Records from a dataset
########

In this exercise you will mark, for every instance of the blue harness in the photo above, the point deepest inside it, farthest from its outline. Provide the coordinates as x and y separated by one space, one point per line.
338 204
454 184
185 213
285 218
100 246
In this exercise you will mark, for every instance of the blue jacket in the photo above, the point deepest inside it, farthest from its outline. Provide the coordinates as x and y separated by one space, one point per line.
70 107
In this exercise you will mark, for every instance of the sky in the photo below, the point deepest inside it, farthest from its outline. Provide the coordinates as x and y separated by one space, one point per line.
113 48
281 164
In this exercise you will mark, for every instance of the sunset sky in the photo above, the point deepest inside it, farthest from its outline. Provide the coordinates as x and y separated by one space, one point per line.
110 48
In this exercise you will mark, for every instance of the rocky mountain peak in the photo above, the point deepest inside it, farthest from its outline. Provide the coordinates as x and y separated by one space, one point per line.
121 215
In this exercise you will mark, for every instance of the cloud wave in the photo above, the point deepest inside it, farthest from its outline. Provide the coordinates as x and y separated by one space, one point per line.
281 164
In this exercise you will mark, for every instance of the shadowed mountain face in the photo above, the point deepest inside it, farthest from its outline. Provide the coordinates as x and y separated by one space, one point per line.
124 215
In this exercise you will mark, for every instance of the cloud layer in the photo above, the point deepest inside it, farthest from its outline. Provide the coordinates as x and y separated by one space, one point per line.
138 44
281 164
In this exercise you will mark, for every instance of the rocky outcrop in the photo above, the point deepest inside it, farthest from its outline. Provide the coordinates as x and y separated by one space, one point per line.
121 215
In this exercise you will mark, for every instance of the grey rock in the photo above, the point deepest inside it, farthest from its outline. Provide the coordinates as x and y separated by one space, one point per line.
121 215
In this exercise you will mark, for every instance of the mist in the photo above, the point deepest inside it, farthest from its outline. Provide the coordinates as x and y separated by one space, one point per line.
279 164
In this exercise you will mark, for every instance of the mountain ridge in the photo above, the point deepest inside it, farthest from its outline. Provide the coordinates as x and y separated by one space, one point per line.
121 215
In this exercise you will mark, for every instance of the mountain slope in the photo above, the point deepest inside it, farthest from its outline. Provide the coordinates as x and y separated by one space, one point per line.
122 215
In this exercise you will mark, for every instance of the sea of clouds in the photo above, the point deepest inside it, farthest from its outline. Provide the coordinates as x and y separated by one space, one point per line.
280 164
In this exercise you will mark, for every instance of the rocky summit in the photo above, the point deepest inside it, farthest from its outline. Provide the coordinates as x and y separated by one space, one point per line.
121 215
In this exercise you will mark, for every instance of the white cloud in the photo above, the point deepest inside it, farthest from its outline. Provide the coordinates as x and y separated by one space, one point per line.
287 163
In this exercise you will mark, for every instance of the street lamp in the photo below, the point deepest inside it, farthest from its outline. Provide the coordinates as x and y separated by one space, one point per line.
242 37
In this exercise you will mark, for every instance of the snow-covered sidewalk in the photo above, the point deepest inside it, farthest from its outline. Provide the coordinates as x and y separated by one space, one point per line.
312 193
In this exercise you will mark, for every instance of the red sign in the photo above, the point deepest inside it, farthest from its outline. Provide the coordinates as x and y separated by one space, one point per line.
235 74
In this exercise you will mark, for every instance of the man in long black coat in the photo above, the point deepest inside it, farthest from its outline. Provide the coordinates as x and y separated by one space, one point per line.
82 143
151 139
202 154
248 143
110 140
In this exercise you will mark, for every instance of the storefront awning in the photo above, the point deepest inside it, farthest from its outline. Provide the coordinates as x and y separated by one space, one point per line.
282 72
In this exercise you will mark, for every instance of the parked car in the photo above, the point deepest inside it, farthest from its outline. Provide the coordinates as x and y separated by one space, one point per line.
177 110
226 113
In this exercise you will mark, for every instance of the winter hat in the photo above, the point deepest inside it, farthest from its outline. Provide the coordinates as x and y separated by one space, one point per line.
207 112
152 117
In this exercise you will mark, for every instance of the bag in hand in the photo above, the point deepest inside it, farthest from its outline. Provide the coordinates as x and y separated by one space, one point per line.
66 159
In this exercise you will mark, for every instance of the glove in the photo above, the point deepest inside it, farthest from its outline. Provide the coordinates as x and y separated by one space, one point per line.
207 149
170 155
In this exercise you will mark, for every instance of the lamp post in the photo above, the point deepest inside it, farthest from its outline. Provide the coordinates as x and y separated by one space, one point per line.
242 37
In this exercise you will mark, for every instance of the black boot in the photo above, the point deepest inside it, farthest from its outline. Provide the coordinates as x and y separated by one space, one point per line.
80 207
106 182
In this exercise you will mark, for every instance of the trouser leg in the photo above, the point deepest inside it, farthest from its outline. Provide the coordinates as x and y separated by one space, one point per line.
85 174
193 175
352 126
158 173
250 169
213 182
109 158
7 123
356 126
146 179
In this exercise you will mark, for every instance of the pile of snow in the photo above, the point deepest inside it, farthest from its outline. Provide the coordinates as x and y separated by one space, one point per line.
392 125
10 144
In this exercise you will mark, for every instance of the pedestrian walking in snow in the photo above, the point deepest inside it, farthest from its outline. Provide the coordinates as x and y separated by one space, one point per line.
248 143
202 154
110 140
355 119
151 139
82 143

########

Exercise -
Reproduce the data in full, precisely as given.

Finished exercise -
In this exercise you will mark, for every instance of the blue harness in the photo above, the point deepest inside it, farthest from its outline. Provide the coordinates as x and y separated by one space, one point per line.
338 204
454 184
185 213
285 218
100 246
In this exercise you will mark, for every instance of the blue jacket in the photo above, the point deepest inside it, farthest from its outline. Provide the coordinates as x and y separated by one space, one point per line.
70 107
In this exercise you will mark, for every instance of the sky in the photo below, the point deepest inside it, farthest from its outline. Provide the coordinates as x and y separated by one space, one point per line.
113 48
281 164
In this exercise you will mark, for every instance of the sunset sky in the photo above, the point deepest inside it, farthest from its outline. Provide the coordinates as x and y separated by one space, one point per line.
110 48
In this exercise you will mark, for every instance of the rocky mountain peak in the photo above, the point deepest inside it, farthest from its outline. Provide the coordinates as x and y separated by one space, one point per line.
121 215
In this exercise you will mark, for every instance of the cloud wave in the photo above, the point deepest inside it, farthest from its outline. Provide the coordinates as x and y separated by one space, one point per line.
281 164
In this exercise you will mark, for every instance of the shadowed mountain face in the photo above, the point deepest inside it, farthest from its outline. Provide the coordinates as x and y separated by one space, one point per line.
124 215
In this exercise you will mark, for every instance of the cloud layer in the photo above, the point deepest inside it, farthest from its outline. Provide the coordinates as x and y separated by one space, one point per line.
138 44
281 164
In this exercise you will mark, for every instance of the rocky outcrop in the photo above, the point deepest inside it, farthest from its outline. Provide the coordinates as x and y separated by one space, one point per line.
121 215
In this exercise you will mark, for every instance of the grey rock in the photo above, the point deepest inside it, farthest from its outline. Provide the coordinates as x and y separated by one space, one point per line.
121 215
In this exercise you will mark, for every instance of the mist in the photo above, the point deepest inside it, farthest from its outline. Provide the coordinates as x and y separated by one space, one point per line.
279 164
In this exercise you will mark, for every instance of the mountain ridge in the photo above, the point deepest inside it, farthest from its outline. Provide the coordinates as x and y separated by one space, one point per line.
121 215
In this exercise you will mark, for every instance of the mountain slope in the photo above, the point deepest inside it, farthest from its outline. Provide the coordinates as x and y separated by one space, one point per line.
122 215
In this exercise you will mark, for every instance of the sea of clouds in the photo above, the point deepest inside it, farthest from its outline. Provide the coordinates as x and y separated by one space, one point per line.
280 164
In this exercise you will mark, for every instance of the rocky summit in the photo above, the point deepest inside it, farthest from its outline. Provide the coordinates as x and y separated by one space, one point per line.
121 215
In this exercise you will mark, for every instance of the white cloud in the photo above, the point deepest inside it, farthest from its outline. Provide the coordinates as x and y separated by one space, one point per line.
287 163
In this exercise you will mark, for every instance of the street lamp in the photo below, the point deepest inside it, farthest from its outline. Provide the coordinates as x and y separated by one space, one point per line.
242 37
In this exercise you will mark, for every instance of the snow-covered sidewalk in the photo above, the point deepest inside it, farthest from its outline. Provide the coordinates as x and y separated by one space, one point per line.
312 193
In this exercise you will mark, for every instance of the red sign in the photo above, the point deepest inside it, farthest from its outline. Provide the coordinates as x and y separated by one space, one point per line.
235 74
In this exercise you will mark, for every instance of the man in long black coat in the photo above, the point deepest inside it, farthest from its outline. Provide the coordinates as x and y separated by one space, one point per line.
82 143
151 139
202 154
248 143
110 140
In this exercise you will mark, for every instance of the storefront awning in the photo above, the point deepest inside it, farthest from its outline. Provide the coordinates as x and y separated by one space, one point per line.
282 72
In this exercise you will mark, for every instance of the parked car in the photo above, the point deepest inside it, farthest from its outline. Provide the coordinates as x and y separated by one space, one point per line.
177 110
226 113
In this exercise you will mark, for every instance of the winter hat in the photo above, the point deepest inside it, farthest from its outline. Provide the coordinates as x and y separated by one space, one point per line.
207 112
152 117
In this exercise you will mark, for every instance of the bag in hand in the photo above, the point deepest inside it, farthest from its outline. Provide the coordinates as x and y separated by one space, one point per line.
66 159
In this exercise you will mark, for every instance of the glove in the photo above, the point deepest inside it, farthest from its outline. Provide the coordinates as x and y separated by one space, one point per line.
207 149
170 155
In this exercise you will mark, for every instance of the lamp post in the photo above, the point deepest inside it, farthest from its outline. Provide the coordinates as x and y separated by one space, one point per line.
242 37
In this exercise you will mark, for every instance of the black boot in the photo above, the point deepest inside it, farthest from its outline. Provide the coordinates as x and y separated by one space, one point per line.
80 207
106 182
In this exercise you will mark, for every instance of the trouser leg in the photo above, the point deepest inside it, farthest from its outline. Provide the coordinates as x and y separated by one space, one point per line.
85 174
193 175
352 126
158 173
250 169
213 182
109 158
7 123
356 126
146 179
In this exercise you will mark, for every instance of the pile of snow in the photo above, the point deepest inside it, farthest from its outline. Provide the coordinates as x and y separated by one space, one point per line.
392 125
10 144
In this exercise you will mark, for every instance of the pedestrian walking in snow in the photo above, the point deepest inside it, farthest from its outline. Provide the coordinates as x and y separated by one space, one point per line.
248 143
202 154
110 140
355 119
151 139
82 143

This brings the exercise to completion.